Source document:
▼
Notes on Functional SSA IR Designs
An IR, or Intermediate Representation, is the core of a compiler. It is the internal language in which programs are represented, and thus needs to be at the same time simple, efficient, and expressive. Of course, these goals are all somewhat contradictory. For instance, a simple IR design might be to just use an AST, but that would be very inefficient, as transforming an AST is not obvious: If you inline a function inside another using an AST representation, you’ll have to deal with renaming variables, making sure that there is no conflict between the variables at the call site and the variables of the inlined function. Performing analyses on an AST is also harder: Any analysis would have to carry around some sort of environment that maps variables to their content, depending on the current position in the AST.
Static Single Assignment (SSA)
The standard solution to this is to use an SSA-form IR. The idea behind those IRs is that every value is defined once, and never ever re-defined after that. If you have a list of statements like:
x = 1;
y = x + 1;
x = 2;
y = x + 1;
Then these variables get renamed in such a way that they are defined only once:
x1 = 1;
y1 = x1 + 1;
x2 = 2;
y2 = x2 + 1;
This transformation simplifies the construction of analyses, since the knowledge of the value held by a variable is no longer context-sensitive:
In the original program, the expression x + 1
has a different meaning, depending on whether it happens after the first or second assignment to x
.
In the SSA-form program, this is no longer the case.
Each new version of x
gets its own variable, usually denoted with an integer number indicating the “version” of the variable
(note that this is just a common notation, but any other naming scheme that distinguishes between different versions is fine).
For if
statements, though, there is the problem that different versions of a variable might conflict after the branch.
Consider the following code:
x = 0;
if (cond)
x = 1;
else
x = 2;
... x ...
When translating this in SSA, we end up having the issue that uses of x
after the if
could either be x2
or x3
:
x1 = 0;
if (cond)
x2 = 1;
else
x3 = 2;
... ? ...
To solve this problem, a phi-node is placed where uses of x
appear after the if
:
x1 = 0;
if (cond)
x2 = 1;
else
x3 = 2;
... phi(x2, x3) ...
Intuitively, phi(x2, x3)
means “the value of this expression is either x2
or x3
,
depending on the control-flow path leading to the current instruction”.
In standard SSA-based IRs, functions are represented as a list of basic-blocks, which are just groups of instructions that start at a label, and end with a jump or branch to another basic-block or return from the function.
The if
statement above would therefore be represented as:
x1 = 0
branch cond, if_true, if_false
if_true:
x2 = 1
jump if_join
if_false:
x3 = 2
jump if_join
if_join:
x4 = phi(x2, x3)
... x4 ...
Some SSA-based IRs keep a structured control-flow representation with nested if
s and other looping constructs,
but that approach is actively harmful in general, as even if the source program does in fact contain no goto
or branch instruction,
some optimizations may produce/require unstructured control-flow.
Adding Functional Concepts to SSA
SSA-based IRs are good in the sense that they simplify compiler design for imperative programs. However, traditional SSA-based IRs lack several concepts that come from functional languages: There is no notion of functions as values (functions can only be used as the target of a call, or maybe by taking their address). This, in turn, means that a functional program has to be closure-converted before generating IR: Functions that capture their environment must be turned into an object that carries a function pointer and the captured variables.
▲
Task instructions:
1: Using the SSA notes, decide whether each statement agrees with the text. Answer yes or no and quote the words that settle it.
(a) A phi-node is placed where uses of x appear after the if.
(b) Keeping a structured control-flow representation with nested ifs is a good approach in general.
(c) Traditional SSA-based IRs include a notion of functions as values.
2: Answer these questions from the SSA notes.
(a) At what does a basic-block start?
(b) What must a function that captures its environment be turned into?
(c) What usually denotes each new version of a variable?
The items that follow have no connection to the SSA notes.

Items from a data collection
▼
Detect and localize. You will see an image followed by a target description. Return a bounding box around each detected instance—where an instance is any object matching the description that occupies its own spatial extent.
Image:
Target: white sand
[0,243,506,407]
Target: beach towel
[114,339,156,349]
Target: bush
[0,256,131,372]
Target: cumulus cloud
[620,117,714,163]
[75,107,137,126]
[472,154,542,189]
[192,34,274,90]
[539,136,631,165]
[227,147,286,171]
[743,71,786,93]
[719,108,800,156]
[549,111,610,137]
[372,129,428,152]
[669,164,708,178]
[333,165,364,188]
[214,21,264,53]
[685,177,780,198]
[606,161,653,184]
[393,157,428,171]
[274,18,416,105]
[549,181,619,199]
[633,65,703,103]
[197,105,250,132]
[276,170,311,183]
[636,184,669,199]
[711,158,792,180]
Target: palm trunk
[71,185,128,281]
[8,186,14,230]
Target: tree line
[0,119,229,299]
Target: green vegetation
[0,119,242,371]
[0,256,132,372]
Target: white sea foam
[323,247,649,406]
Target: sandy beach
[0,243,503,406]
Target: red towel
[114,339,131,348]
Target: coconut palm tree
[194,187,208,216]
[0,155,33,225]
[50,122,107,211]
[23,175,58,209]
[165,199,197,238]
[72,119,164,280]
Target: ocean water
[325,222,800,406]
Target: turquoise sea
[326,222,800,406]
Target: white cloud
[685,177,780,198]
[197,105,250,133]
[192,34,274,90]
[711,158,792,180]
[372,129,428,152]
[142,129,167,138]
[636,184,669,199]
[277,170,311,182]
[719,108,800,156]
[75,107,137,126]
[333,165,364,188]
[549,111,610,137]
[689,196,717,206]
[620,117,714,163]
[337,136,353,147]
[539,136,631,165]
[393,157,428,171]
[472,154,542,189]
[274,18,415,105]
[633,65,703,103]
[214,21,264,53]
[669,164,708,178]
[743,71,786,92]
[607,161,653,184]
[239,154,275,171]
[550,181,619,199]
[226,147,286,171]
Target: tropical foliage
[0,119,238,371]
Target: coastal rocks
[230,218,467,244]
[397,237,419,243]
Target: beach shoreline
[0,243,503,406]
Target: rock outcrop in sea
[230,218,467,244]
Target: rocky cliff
▲
Expected outputs:
1:
(a) Yes: "a phi-node is placed where uses of x"
(b) No: "but that approach is actively harmful in general"
(c) No: "There is no notion of functions as values"

2:
(a) A basic-block starts at a label.
(b) It must be turned into an object that carries a function pointer and the captured variables.
(c) An integer number indicating the "version" of the variable usually denotes it.